# Assignment:
Starting at the line that has "Target: sparse vegetation" and stopping after the line that has "Target: small rock", reproduce the listing below exactly; omit everything else.

*** Opening of Information shown ***

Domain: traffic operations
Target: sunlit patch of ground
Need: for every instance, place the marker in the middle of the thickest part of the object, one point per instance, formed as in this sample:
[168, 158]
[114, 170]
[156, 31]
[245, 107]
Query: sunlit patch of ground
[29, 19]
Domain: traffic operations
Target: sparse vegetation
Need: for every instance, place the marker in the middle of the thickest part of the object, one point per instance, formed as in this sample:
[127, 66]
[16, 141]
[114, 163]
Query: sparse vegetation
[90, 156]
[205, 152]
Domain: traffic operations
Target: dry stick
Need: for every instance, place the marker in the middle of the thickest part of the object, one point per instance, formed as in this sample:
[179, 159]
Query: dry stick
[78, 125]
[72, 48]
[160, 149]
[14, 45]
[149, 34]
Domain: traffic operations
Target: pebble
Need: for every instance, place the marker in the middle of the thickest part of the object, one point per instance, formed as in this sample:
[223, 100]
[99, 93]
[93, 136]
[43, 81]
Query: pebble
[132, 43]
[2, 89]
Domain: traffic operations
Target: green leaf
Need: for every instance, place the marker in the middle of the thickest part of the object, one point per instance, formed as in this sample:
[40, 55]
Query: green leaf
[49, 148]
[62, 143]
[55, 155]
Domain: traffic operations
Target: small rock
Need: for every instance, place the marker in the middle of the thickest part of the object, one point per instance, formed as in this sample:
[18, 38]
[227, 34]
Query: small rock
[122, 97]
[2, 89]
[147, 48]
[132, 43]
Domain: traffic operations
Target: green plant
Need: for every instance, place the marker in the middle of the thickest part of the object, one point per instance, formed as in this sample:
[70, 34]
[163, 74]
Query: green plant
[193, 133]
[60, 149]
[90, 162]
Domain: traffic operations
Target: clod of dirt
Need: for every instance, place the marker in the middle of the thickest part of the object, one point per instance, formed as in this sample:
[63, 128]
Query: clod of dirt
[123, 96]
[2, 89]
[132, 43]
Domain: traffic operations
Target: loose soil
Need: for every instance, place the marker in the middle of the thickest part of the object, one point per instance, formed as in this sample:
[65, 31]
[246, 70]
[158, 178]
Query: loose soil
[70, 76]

*** Close of Information shown ***

# Task solution:
Target: sparse vegetation
Need: for every instance, place the marker in the middle of the thickest part of the object, one point per instance, formed as in this sample:
[127, 66]
[16, 141]
[114, 163]
Query: sparse vegetation
[90, 156]
[205, 152]
Domain: traffic operations
Target: dry stick
Need: for every instance, place the marker in the middle of the thickest part of the object, one point per instance, formed as in this sample:
[179, 159]
Query: dry stick
[78, 125]
[72, 48]
[160, 149]
[14, 45]
[149, 34]
Domain: traffic operations
Target: pebble
Need: for every instance, place the marker in the middle of the thickest part of the object, one point per instance, formed as in this sample:
[223, 100]
[99, 93]
[93, 136]
[43, 81]
Query: pebble
[132, 43]
[2, 89]
Domain: traffic operations
Target: green leaf
Need: for every instance, place the marker in the middle of the thickest part of the object, one point per instance, formed as in this sample:
[40, 55]
Query: green leaf
[49, 148]
[62, 143]
[55, 155]
Domain: traffic operations
Target: small rock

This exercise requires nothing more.